- [Work to be completed]
According to the description, what two kinds of wounds can service members suffer from combat?

Description
Combat is not a football game. Losers lose with their lives and winners often lose with their souls. "Thou shalt not kill," is still the natural law code given by God ingrained upon all human hearts since the dawn of civilization. In combat it takes a supreme act of consciousness to distinguish between murder and killing in defense of a nation. The wounds that our Soldiers, Sailors, Airmen and Marines can suffer from combat are not only physical but spiritual; wounds to the soul and conscience from perceived violations of moral norms based upon one's upbringing, societal standards and religion. Such moral injury can be devastating to the warrior's mental health. Things go wrong in war quickly and easily. War is a toxic. Combat comes with a terrific personal price tag. Healing and cleansing are necessary after combat.
How do our warriors integrate the numbing images of violence and destruction that invades their souls without permission? How do our warriors reintegrate back into the civilian society that they have just defended with their lives and their blood? Will time and distance from the battlefield plus a splash of cognitive restructuring heal all wounds eventually? These questions I seek to answer through the lens of the cross of Christ. The answer will surprise you because God's Word is always counter-intuitive to our natural thoughts, intuitive solutions and our personal but often unchallenged worldviews.

- [Dataset entries]
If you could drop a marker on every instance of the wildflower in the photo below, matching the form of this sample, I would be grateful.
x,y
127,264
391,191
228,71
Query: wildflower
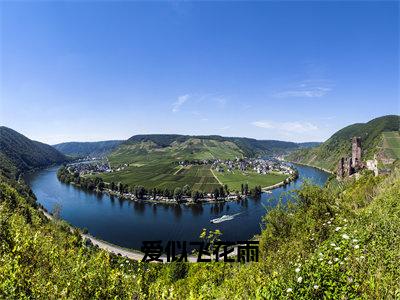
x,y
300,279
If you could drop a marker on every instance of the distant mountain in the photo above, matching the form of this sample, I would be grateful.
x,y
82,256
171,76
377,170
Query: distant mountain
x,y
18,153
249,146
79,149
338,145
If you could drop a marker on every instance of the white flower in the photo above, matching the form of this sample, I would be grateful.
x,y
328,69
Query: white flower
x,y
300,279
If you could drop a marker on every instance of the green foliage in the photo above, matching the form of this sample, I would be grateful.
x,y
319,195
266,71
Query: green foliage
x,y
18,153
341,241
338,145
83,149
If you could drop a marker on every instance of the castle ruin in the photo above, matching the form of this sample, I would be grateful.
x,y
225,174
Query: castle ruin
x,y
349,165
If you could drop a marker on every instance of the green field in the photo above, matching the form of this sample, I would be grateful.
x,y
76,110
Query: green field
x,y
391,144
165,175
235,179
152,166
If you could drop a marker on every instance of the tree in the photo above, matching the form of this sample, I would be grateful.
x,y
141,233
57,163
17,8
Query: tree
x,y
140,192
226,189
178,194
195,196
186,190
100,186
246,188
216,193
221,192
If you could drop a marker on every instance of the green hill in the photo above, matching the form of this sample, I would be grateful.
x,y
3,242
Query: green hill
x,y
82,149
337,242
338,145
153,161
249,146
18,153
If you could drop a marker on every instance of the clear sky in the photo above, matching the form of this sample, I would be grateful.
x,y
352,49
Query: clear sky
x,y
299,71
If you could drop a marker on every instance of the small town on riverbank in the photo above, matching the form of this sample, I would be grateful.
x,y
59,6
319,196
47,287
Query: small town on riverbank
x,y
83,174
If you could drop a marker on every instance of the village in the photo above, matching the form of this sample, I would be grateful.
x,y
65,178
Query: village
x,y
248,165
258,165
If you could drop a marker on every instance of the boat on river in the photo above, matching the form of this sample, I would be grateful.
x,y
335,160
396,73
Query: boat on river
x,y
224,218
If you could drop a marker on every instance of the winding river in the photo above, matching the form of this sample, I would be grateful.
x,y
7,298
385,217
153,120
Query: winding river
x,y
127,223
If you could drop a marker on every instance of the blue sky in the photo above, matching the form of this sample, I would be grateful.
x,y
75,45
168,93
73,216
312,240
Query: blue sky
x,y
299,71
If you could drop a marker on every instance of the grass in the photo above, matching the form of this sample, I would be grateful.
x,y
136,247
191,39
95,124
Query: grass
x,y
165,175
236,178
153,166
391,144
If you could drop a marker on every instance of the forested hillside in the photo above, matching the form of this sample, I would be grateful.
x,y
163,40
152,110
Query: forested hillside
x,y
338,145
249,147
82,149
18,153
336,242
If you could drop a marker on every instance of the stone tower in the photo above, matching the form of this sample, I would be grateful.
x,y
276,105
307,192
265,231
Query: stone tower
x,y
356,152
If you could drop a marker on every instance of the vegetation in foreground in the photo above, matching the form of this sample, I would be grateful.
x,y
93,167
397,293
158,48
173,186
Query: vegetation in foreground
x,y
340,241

- [Solution to this exercise]
Physical and spiritual wounds.